# Page
──────────

You should defiently keep this boy. He is a looker. BEAUTIFUL...too bad you are in Aussie because if you did sell him maybe my mom would be interested in having him,.


----------



## palominolover (Apr 28, 2010)

Wow he's a looker for sure :shock:. What a STUNNINGLY handsome boy.


----------



## Kayty (Sep 8, 2009)

Gidget said:


> I think you look good! You are not chunky.
> 
> You should defiently keep this boy. He is a looker. BEAUTIFUL...too bad you are in Aussie because if you did sell him maybe my mom would be interested in having him,.


I'm not big, but because I have really short legs, any extra weight is really apparent when I get in the saddle. The more bulk is under your leg, the harder it is to allow the leg to hang quietly. I've noticed it in the past when I've put on a bit of weight and lost it again, the difference in my riding. Ah well, will be back to pilates and gym shortly!

──────────

# Listed entries

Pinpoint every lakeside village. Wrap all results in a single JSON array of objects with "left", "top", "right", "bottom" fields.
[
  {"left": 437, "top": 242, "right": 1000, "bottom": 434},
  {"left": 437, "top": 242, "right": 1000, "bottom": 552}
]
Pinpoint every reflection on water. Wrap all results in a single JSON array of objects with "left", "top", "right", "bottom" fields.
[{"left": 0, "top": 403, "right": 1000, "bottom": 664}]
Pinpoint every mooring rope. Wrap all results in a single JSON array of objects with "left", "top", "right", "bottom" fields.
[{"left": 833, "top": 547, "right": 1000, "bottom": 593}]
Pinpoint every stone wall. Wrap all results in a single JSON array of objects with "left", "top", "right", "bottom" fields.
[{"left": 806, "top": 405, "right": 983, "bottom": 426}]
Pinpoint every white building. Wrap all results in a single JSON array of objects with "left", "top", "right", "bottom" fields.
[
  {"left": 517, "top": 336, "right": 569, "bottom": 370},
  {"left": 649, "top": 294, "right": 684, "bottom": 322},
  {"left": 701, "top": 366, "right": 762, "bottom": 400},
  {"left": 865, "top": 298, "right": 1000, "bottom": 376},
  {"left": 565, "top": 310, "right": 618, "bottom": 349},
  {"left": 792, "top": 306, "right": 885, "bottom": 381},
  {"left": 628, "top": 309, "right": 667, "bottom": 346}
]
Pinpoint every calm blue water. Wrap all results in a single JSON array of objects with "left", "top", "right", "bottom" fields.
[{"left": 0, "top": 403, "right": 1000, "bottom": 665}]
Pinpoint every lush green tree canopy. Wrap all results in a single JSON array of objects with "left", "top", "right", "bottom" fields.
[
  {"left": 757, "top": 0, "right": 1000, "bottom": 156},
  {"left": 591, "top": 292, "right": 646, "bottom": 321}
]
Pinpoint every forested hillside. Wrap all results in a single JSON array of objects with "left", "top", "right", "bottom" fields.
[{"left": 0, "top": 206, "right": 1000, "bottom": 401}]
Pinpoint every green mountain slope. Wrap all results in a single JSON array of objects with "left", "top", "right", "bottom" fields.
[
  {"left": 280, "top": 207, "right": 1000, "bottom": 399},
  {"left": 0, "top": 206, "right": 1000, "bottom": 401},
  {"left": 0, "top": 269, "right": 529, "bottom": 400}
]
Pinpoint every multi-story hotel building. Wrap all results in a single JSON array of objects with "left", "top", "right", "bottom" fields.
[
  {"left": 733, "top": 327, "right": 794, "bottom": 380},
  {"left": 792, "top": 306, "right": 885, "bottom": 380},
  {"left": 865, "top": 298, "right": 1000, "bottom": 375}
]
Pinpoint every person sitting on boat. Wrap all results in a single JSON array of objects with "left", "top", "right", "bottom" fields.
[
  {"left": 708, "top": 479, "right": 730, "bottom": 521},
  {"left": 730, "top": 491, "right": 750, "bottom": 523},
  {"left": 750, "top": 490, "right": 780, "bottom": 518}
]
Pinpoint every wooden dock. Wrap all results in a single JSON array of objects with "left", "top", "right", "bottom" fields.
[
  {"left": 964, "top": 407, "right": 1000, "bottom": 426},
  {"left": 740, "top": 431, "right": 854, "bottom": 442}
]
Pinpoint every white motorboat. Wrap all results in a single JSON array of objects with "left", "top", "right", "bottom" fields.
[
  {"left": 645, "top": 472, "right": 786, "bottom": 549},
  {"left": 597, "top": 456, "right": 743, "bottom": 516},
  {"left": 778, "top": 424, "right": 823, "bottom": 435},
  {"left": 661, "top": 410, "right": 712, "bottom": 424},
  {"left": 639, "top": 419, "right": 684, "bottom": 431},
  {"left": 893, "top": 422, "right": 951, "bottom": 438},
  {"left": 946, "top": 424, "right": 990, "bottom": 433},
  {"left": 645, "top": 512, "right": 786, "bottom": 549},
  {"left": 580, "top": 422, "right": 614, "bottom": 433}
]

──────────

# To do
a) In the horse forum thread, why does Kayty say extra weight shows so clearly when she gets in the saddle?
b) List every username that appears in the horse forum thread.
c) Carry on the horse forum thread from its last post.
The data has no connection to the horse forum thread.

# Outputs
a) Because she has really short legs.

b) Gidget, palominolover, Kayty

c)
Haha well, I've already got a handful of 'buyers' lined up that just love him! Every time my coach sees him, she reminds me that I got the bargain of the century and that he is worth every bit of $15 000 as is, in 12 months time he'll be worth a reasonable amount! Though he naturally wants to be on the forehand and not swing his back, under saddle he is becoming so loose and is able to use his back for longer periods of time. I'm very excited about taking him out to compete now, I'll be entering for just a preliminary in June to see how he goes, and if all goes well the aim is to qualify for the Spring Dressage Champs in October. So I've got a lot of work to do in the mean time!


----------



## Kayty (Sep 8, 2009)

Special little guy, so much improvement in just a few weeks. Each week he improves hugely from the previous week. Last week I struggled with him blocking in my right hand from not reacting with his right hind. Spent this week working on it, had my lesson today, and reaction to the leg was brilliant and barely any blocking in my hand 
Starting to come back to my seat, still a way to go in canter but so much better in trot, he's so much freer and willing to go forward, just beautiful to ride .I'm a lucky, lucky, lucky girl!


----------



## Ne0n Zero (Dec 25, 2008)

Wow what a gorgeous horse @[email protected]


----------



## Kayty (Sep 8, 2009)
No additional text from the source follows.